- [Angezeigter Text]
+ + + + +

Das Werk von Bosch Rexroth in Schweinfurt. 1300 Beschäftigte arbeiten aktuell am Standort.
Foto: Judith Mühlich/Bosch Rexroth | Das Werk von Bosch Rexroth in Schweinfurt. 1300 Beschäftigte arbeiten aktuell am Standort.
Oliver Schikora
 |  aktualisiert: 06.12.2024 02:35 Uhr

Gute Nachrichten für den Industriestandort Schweinfurt waren zuletzt rar gesät. Doch kurz vor Weihnachten gibt es sie nun bei Bosch Rexroth für die Standorte im Schweinfurter Hafen mit 1300 Mitarbeitenden und den Werksteil in Volkach mit 370 Beschäftigten. Betriebsrat, Gewerkschaft und Unternehmen gaben bekannt, dass die wochenlangen Verhandlungen erfolgreich waren und der geplante Stellenabbau deutlich niedriger ausfällt als befürchtet.

+ + + + +

- [Aufgabenstellung] Setzen Sie den Bericht über den Stellenabbau bei Bosch Rexroth im Anschluss an seinen letzten Satz fort.

+ + + + +

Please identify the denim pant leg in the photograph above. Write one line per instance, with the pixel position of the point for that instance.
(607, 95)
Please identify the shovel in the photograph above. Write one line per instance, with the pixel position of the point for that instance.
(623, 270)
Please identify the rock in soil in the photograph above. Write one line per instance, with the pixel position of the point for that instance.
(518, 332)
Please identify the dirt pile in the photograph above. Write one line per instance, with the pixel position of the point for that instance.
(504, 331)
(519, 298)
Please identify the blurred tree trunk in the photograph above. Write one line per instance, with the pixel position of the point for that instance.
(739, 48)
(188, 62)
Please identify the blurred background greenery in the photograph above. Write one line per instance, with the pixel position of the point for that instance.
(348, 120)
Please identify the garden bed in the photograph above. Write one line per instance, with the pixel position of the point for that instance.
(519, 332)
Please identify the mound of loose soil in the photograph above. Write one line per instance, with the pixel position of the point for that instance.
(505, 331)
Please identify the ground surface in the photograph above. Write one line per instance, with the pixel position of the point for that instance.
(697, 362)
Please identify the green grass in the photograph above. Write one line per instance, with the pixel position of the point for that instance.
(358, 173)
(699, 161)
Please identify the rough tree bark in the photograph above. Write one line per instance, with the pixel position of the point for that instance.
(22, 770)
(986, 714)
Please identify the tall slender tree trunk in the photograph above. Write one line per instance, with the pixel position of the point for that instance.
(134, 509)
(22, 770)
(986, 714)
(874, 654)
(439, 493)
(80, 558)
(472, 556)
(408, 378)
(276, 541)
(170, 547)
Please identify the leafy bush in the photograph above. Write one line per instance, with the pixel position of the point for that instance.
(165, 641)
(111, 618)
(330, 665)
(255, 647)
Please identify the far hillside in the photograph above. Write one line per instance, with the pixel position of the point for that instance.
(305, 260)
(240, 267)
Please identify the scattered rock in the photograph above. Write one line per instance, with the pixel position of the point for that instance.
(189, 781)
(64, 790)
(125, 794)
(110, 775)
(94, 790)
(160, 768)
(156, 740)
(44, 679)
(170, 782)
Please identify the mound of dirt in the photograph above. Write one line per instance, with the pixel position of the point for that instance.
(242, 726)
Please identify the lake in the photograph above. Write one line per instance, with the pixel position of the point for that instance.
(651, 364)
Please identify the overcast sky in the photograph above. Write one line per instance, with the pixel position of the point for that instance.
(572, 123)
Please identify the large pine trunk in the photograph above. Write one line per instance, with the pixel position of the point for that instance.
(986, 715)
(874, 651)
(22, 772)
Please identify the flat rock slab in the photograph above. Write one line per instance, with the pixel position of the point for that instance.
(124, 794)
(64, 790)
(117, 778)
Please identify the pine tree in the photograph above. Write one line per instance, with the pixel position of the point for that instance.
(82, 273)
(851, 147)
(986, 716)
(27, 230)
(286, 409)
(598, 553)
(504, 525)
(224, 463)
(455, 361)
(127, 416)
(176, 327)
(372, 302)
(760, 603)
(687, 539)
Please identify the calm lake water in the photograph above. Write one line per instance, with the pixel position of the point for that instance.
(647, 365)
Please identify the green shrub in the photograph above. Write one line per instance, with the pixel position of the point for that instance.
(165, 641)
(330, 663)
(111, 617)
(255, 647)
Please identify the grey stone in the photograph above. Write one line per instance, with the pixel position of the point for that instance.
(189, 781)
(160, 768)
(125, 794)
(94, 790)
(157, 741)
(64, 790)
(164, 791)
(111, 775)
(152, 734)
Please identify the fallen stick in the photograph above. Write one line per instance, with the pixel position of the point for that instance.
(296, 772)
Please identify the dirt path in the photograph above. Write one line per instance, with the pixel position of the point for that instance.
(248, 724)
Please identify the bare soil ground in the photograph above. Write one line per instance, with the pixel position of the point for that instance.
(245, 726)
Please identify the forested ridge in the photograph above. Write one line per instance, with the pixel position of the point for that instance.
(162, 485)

+ + + + +

- [Ergebnis]
Am Montagvormittag hatten Betriebsrat und Gewerkschaft die Belegschaft informiert. Betriebsratsvorsitzender Sebastian Schierling und der zweite Bevollmächtigte der IG Metall, Reiner Gehring, waren sehr zufrieden. Beide sprachen von "Signalwirkung" auch für Verhandlungen über den Abbau von Arbeitsplätzen in anderen Unternehmen. Miteinander zu sprechen und auch auf die Vorschläge der Mitarbeitenden einzugehen, sei bei Bosch Rexroth das Erfolgsrezept gewesen, so Sebastian Schierling. 

Im März hatte das Unternehmen noch geplant, 238 Stellen in der Lineartechnik abzubauen. Nun gibt es "massive Investitionen, deutlich weniger Verlagerungen, und damit einhergehend erfolgt die Sicherung von Beschäftigung am Standort", so Schierling. 85 Stellen, die eigentlich verlagert werden sollten, werden in Produktion und Verwaltung in Schweinfurt beziehungsweise Volkach erhalten. Abgebaut werden sollen jetzt lediglich 153 Stellen, bis Ende 2028 sozialverträglich über Altersteilzeit und Vorruhestandsregelungen.

Sebastian Schierling, Betriebsratsvorsitzender bei Bosch Rexroth in Schweinfurt, ist sehr zufrieden mit dem Verhandlungsergebnis mit dem Arbeitgeber zum Thema Arbeitsplatzabbau.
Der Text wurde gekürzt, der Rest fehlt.